> [GOAL]:
Return each of the rows below unchanged, line for line.

> [Dataset entries]:
▼

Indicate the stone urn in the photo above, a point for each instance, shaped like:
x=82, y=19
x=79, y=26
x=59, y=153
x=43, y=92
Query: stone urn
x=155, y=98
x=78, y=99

▲

> [FINAL ANSWER]:
Indicate the stone urn in the photo above, a point for each instance, shaped like:
x=82, y=19
x=79, y=26
x=59, y=153
x=43, y=92
Query: stone urn
x=155, y=98
x=78, y=99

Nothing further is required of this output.